---------- Record extracts
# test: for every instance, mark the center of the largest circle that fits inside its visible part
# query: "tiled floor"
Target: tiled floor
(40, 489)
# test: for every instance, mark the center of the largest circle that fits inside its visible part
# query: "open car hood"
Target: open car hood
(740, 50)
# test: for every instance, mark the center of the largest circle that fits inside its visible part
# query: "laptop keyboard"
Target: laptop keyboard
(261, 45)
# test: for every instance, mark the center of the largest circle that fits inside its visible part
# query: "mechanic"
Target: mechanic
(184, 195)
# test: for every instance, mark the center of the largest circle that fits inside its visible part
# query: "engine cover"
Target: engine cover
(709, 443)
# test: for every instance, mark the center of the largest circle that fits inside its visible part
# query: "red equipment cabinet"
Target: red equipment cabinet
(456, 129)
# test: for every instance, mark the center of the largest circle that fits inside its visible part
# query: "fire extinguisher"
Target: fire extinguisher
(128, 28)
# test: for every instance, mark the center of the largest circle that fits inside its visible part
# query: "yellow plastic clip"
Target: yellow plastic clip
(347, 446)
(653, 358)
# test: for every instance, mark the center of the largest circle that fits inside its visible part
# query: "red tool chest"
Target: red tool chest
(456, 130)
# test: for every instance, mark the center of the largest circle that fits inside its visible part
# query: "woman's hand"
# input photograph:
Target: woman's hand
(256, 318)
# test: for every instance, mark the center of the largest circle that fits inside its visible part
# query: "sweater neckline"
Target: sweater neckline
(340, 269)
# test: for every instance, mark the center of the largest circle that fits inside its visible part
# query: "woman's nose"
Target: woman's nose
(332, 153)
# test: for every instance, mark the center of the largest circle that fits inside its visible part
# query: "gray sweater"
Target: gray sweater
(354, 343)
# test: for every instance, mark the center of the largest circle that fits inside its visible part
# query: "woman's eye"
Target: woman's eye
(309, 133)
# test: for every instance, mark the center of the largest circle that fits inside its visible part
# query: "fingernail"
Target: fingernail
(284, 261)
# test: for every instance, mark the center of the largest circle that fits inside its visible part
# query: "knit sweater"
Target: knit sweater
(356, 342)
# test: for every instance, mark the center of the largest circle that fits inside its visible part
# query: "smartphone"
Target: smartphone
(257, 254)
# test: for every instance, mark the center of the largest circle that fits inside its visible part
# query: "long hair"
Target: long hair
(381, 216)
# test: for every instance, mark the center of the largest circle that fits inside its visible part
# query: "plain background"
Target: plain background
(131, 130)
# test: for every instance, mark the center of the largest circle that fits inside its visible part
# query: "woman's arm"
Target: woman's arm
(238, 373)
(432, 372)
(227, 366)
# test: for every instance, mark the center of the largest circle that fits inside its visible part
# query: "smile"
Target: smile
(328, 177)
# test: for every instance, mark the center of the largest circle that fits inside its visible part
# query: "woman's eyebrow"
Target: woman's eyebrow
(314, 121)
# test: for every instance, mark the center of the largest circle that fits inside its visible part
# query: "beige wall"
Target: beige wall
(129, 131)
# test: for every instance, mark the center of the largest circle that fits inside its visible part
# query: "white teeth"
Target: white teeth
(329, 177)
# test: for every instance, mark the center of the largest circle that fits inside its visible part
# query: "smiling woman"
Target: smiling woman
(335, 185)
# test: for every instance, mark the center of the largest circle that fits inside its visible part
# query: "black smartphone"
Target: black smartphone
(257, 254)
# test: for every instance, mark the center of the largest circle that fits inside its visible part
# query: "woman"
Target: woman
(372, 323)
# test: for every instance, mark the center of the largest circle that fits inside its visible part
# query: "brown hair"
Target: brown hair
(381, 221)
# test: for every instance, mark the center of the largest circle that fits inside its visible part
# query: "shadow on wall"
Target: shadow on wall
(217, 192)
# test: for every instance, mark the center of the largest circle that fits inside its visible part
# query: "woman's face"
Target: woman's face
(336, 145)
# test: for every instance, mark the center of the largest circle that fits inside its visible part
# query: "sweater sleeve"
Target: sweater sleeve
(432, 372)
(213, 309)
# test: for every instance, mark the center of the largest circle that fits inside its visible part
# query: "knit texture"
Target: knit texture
--------------------
- **Task item**
Each line of the listing above that contains the word "texture" is to be copied.

- **Result of this task**
# query: "knit texture"
Target: knit texture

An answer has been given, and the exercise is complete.